第二种方法是用selenium控制浏览器模拟人工请求网页：

def get_page_by_seleninum(item,tag):
    try:
        time.sleep(random.randint(8,15))
        browser.get(item.get('url'))
        try:
            browser.find_element_by_class_name('more-actor').click()
        except Exception:
            pass
        movie_info_list=(browser.find_element_by_id('info').text).strip().split('\n')
        movie_info_dict = {'电影名称': item.get('title')}
        movie_info_dict['豆瓣评分'] = item.get('rate')
        movie_info_dict['分类'] = tag
        movie_info_dict['电影链接'] = item.get('url')
        for info_item in movie_info_list[:10]:
            info_item_list=info_item.split(':')
            try:
                movie_info_dict[info_item_list[0]]=info_item_list[1]
            except Exception:
                continue
        movie_introduce=browser.find_element_by_class_name('indent>span')

任务要求
将这段 selenium 代码从“browser.get(item.get('url'))”往下一直到“movie_info_dict['电影链接'] = item.get('url')”的部分重新写出，并把其中的“browser”一律替换为“driver”。

数据部分
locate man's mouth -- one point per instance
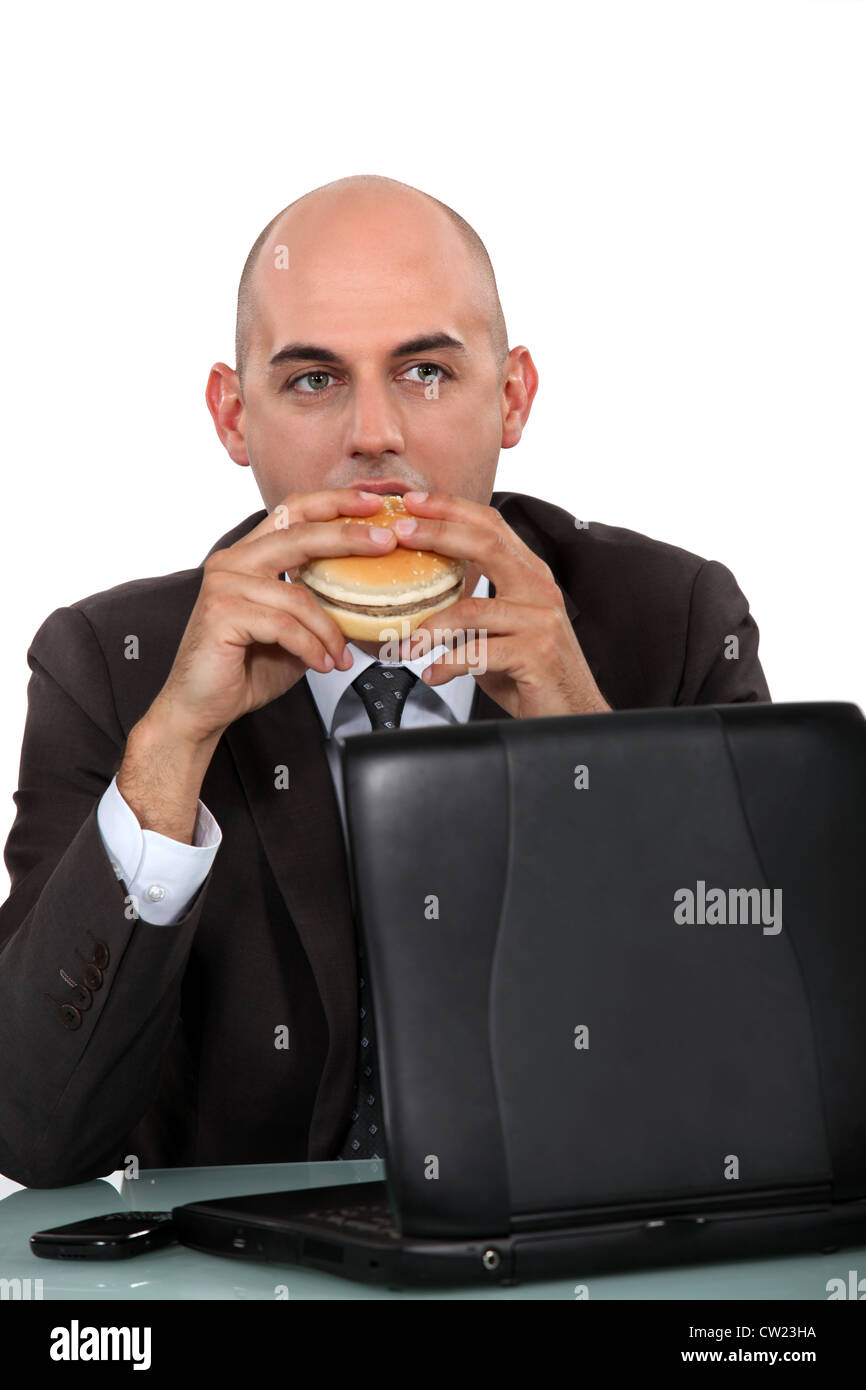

本题答案
driver.get(item.get('url'))
        try:
            driver.find_element_by_class_name('more-actor').click()
        except Exception:
            pass
        movie_info_list=(driver.find_element_by_id('info').text).strip().split('\n')
        movie_info_dict = {'电影名称': item.get('title')}
        movie_info_dict['豆瓣评分'] = item.get('rate')
        movie_info_dict['分类'] = tag
        movie_info_dict['电影链接'] = item.get('url')